**PROBLEM STATEMENT**
Make an exact copy of every entry, leaving the pictures out.

**Stored data entries**

• • • •

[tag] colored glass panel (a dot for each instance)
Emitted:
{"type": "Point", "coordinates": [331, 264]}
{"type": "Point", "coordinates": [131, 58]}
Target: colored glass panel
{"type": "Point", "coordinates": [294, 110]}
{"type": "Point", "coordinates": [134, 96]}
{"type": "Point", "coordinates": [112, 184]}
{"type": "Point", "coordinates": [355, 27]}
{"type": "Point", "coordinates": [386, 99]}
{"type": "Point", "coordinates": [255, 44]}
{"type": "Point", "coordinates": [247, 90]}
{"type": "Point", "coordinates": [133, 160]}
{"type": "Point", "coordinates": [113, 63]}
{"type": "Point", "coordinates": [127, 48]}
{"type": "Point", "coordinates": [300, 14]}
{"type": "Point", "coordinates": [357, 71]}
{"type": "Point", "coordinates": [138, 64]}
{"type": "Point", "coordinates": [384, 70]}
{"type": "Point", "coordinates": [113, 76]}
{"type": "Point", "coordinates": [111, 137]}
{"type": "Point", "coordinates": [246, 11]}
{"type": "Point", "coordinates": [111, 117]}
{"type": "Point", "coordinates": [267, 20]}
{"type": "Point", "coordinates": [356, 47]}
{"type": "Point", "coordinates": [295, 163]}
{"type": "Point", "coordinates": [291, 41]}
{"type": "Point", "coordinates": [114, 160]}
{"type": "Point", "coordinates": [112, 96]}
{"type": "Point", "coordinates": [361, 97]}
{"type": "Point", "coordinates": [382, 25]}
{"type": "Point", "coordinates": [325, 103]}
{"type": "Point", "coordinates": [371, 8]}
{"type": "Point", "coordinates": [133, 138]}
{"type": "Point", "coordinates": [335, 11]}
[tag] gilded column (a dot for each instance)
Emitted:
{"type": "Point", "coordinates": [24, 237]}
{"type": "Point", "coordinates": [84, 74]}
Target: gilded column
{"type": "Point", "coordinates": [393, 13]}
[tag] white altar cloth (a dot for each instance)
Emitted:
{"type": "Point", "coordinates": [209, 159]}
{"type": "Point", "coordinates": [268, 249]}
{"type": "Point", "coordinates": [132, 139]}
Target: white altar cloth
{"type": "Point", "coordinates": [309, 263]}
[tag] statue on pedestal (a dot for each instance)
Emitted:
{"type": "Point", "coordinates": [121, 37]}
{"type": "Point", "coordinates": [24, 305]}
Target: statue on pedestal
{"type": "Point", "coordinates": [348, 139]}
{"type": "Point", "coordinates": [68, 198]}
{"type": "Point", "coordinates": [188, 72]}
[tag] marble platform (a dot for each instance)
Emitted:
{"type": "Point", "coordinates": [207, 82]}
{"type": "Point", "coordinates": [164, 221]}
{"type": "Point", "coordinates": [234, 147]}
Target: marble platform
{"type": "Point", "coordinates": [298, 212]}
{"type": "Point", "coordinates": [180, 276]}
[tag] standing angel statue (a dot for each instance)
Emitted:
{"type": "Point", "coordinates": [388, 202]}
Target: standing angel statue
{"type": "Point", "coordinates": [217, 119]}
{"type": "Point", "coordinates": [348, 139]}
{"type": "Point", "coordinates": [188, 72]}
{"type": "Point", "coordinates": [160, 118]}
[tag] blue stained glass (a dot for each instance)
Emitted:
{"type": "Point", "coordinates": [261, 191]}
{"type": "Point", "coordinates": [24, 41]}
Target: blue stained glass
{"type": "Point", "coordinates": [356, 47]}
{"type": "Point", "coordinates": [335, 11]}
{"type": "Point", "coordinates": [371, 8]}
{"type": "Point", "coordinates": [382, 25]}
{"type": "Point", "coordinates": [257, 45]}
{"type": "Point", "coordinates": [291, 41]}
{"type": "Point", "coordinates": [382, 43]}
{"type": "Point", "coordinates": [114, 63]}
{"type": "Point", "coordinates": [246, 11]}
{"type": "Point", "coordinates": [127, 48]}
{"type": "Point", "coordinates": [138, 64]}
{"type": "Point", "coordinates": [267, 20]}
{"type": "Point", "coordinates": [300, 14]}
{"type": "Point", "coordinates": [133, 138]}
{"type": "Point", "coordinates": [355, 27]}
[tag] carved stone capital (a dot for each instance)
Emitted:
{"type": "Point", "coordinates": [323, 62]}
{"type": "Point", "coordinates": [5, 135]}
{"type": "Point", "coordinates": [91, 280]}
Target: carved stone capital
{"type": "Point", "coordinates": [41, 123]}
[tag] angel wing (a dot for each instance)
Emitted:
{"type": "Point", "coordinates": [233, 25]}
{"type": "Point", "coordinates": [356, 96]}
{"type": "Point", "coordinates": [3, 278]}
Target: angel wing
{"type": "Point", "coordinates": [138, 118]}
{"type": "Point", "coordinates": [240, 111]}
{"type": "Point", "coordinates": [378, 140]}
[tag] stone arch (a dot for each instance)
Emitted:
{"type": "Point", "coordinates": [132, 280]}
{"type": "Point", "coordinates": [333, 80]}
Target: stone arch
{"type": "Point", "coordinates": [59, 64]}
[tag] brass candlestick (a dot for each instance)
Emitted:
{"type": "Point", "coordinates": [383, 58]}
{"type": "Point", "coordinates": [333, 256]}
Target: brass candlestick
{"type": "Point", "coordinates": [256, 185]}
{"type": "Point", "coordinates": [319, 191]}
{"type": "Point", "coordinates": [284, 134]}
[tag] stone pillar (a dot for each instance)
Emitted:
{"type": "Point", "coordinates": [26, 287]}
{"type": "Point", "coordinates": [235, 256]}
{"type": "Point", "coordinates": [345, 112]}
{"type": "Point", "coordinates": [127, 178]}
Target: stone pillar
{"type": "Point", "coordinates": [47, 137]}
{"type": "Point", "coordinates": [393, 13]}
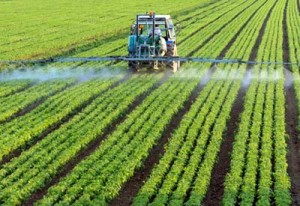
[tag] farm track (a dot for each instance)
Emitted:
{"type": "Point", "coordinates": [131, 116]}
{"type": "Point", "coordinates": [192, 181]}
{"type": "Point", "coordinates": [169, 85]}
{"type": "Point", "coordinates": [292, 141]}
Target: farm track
{"type": "Point", "coordinates": [33, 105]}
{"type": "Point", "coordinates": [92, 146]}
{"type": "Point", "coordinates": [56, 126]}
{"type": "Point", "coordinates": [202, 27]}
{"type": "Point", "coordinates": [133, 185]}
{"type": "Point", "coordinates": [19, 90]}
{"type": "Point", "coordinates": [216, 188]}
{"type": "Point", "coordinates": [216, 32]}
{"type": "Point", "coordinates": [231, 42]}
{"type": "Point", "coordinates": [291, 118]}
{"type": "Point", "coordinates": [260, 36]}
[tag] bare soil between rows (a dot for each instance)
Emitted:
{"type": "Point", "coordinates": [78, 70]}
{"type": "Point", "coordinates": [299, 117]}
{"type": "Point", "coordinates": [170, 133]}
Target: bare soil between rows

• • • •

**WRITTEN RESPONSE**
[tag] colored glass panel (a dot for each instance)
Emitted:
{"type": "Point", "coordinates": [331, 264]}
{"type": "Point", "coordinates": [131, 58]}
Target: colored glass panel
{"type": "Point", "coordinates": [294, 110]}
{"type": "Point", "coordinates": [134, 96]}
{"type": "Point", "coordinates": [112, 184]}
{"type": "Point", "coordinates": [355, 27]}
{"type": "Point", "coordinates": [386, 99]}
{"type": "Point", "coordinates": [255, 44]}
{"type": "Point", "coordinates": [247, 90]}
{"type": "Point", "coordinates": [133, 160]}
{"type": "Point", "coordinates": [113, 63]}
{"type": "Point", "coordinates": [127, 48]}
{"type": "Point", "coordinates": [300, 14]}
{"type": "Point", "coordinates": [357, 71]}
{"type": "Point", "coordinates": [138, 64]}
{"type": "Point", "coordinates": [384, 70]}
{"type": "Point", "coordinates": [113, 76]}
{"type": "Point", "coordinates": [111, 137]}
{"type": "Point", "coordinates": [246, 11]}
{"type": "Point", "coordinates": [111, 117]}
{"type": "Point", "coordinates": [267, 20]}
{"type": "Point", "coordinates": [356, 47]}
{"type": "Point", "coordinates": [295, 163]}
{"type": "Point", "coordinates": [291, 41]}
{"type": "Point", "coordinates": [114, 160]}
{"type": "Point", "coordinates": [112, 96]}
{"type": "Point", "coordinates": [361, 97]}
{"type": "Point", "coordinates": [382, 25]}
{"type": "Point", "coordinates": [325, 103]}
{"type": "Point", "coordinates": [371, 8]}
{"type": "Point", "coordinates": [133, 138]}
{"type": "Point", "coordinates": [335, 11]}
[tag] gilded column (a dot for each instance)
Emitted:
{"type": "Point", "coordinates": [24, 237]}
{"type": "Point", "coordinates": [84, 74]}
Target: gilded column
{"type": "Point", "coordinates": [393, 13]}
[tag] white altar cloth (a dot for each instance)
Emitted:
{"type": "Point", "coordinates": [209, 159]}
{"type": "Point", "coordinates": [268, 249]}
{"type": "Point", "coordinates": [132, 139]}
Target: white altar cloth
{"type": "Point", "coordinates": [309, 263]}
[tag] statue on pedestal (a dot for each instance)
Emitted:
{"type": "Point", "coordinates": [121, 37]}
{"type": "Point", "coordinates": [24, 305]}
Target: statue on pedestal
{"type": "Point", "coordinates": [348, 139]}
{"type": "Point", "coordinates": [68, 198]}
{"type": "Point", "coordinates": [188, 72]}
[tag] marble platform (a dot for each instance)
Emitted:
{"type": "Point", "coordinates": [207, 82]}
{"type": "Point", "coordinates": [164, 221]}
{"type": "Point", "coordinates": [234, 147]}
Target: marble platform
{"type": "Point", "coordinates": [298, 212]}
{"type": "Point", "coordinates": [180, 276]}
[tag] standing angel statue (a dot for each instance)
Emitted:
{"type": "Point", "coordinates": [388, 202]}
Target: standing angel statue
{"type": "Point", "coordinates": [217, 119]}
{"type": "Point", "coordinates": [348, 139]}
{"type": "Point", "coordinates": [188, 72]}
{"type": "Point", "coordinates": [160, 118]}
[tag] blue stained glass (a dot for each instance)
Emitted:
{"type": "Point", "coordinates": [261, 191]}
{"type": "Point", "coordinates": [24, 41]}
Target: blue stained glass
{"type": "Point", "coordinates": [356, 47]}
{"type": "Point", "coordinates": [335, 11]}
{"type": "Point", "coordinates": [371, 8]}
{"type": "Point", "coordinates": [382, 25]}
{"type": "Point", "coordinates": [257, 45]}
{"type": "Point", "coordinates": [291, 41]}
{"type": "Point", "coordinates": [382, 43]}
{"type": "Point", "coordinates": [114, 63]}
{"type": "Point", "coordinates": [246, 11]}
{"type": "Point", "coordinates": [127, 48]}
{"type": "Point", "coordinates": [138, 64]}
{"type": "Point", "coordinates": [267, 20]}
{"type": "Point", "coordinates": [300, 14]}
{"type": "Point", "coordinates": [133, 138]}
{"type": "Point", "coordinates": [355, 27]}
[tag] carved stone capital (a dot for each instance)
Emitted:
{"type": "Point", "coordinates": [323, 62]}
{"type": "Point", "coordinates": [5, 135]}
{"type": "Point", "coordinates": [91, 280]}
Target: carved stone capital
{"type": "Point", "coordinates": [41, 123]}
[tag] angel wing (a dot for each instance)
Emitted:
{"type": "Point", "coordinates": [233, 25]}
{"type": "Point", "coordinates": [356, 96]}
{"type": "Point", "coordinates": [3, 278]}
Target: angel wing
{"type": "Point", "coordinates": [138, 118]}
{"type": "Point", "coordinates": [240, 111]}
{"type": "Point", "coordinates": [378, 140]}
[tag] stone arch (a dot for each instance)
Emitted:
{"type": "Point", "coordinates": [132, 280]}
{"type": "Point", "coordinates": [333, 80]}
Target: stone arch
{"type": "Point", "coordinates": [59, 64]}
[tag] brass candlestick (a dot for each instance)
Emitted:
{"type": "Point", "coordinates": [383, 58]}
{"type": "Point", "coordinates": [333, 256]}
Target: brass candlestick
{"type": "Point", "coordinates": [256, 185]}
{"type": "Point", "coordinates": [319, 191]}
{"type": "Point", "coordinates": [284, 134]}
[tag] stone pillar (a dot for each instance)
Emitted:
{"type": "Point", "coordinates": [26, 287]}
{"type": "Point", "coordinates": [235, 256]}
{"type": "Point", "coordinates": [345, 112]}
{"type": "Point", "coordinates": [127, 178]}
Target: stone pillar
{"type": "Point", "coordinates": [47, 137]}
{"type": "Point", "coordinates": [393, 13]}
[tag] farm track (a dot for each instance)
Emitted:
{"type": "Point", "coordinates": [131, 116]}
{"type": "Point", "coordinates": [192, 181]}
{"type": "Point", "coordinates": [169, 85]}
{"type": "Point", "coordinates": [292, 141]}
Target: farm track
{"type": "Point", "coordinates": [33, 105]}
{"type": "Point", "coordinates": [92, 146]}
{"type": "Point", "coordinates": [56, 126]}
{"type": "Point", "coordinates": [202, 27]}
{"type": "Point", "coordinates": [133, 185]}
{"type": "Point", "coordinates": [19, 90]}
{"type": "Point", "coordinates": [216, 188]}
{"type": "Point", "coordinates": [216, 32]}
{"type": "Point", "coordinates": [231, 42]}
{"type": "Point", "coordinates": [291, 118]}
{"type": "Point", "coordinates": [260, 36]}
[tag] bare soil between rows (a dot for each instance)
Emitted:
{"type": "Point", "coordinates": [78, 70]}
{"type": "Point", "coordinates": [299, 117]}
{"type": "Point", "coordinates": [170, 133]}
Target: bare soil between rows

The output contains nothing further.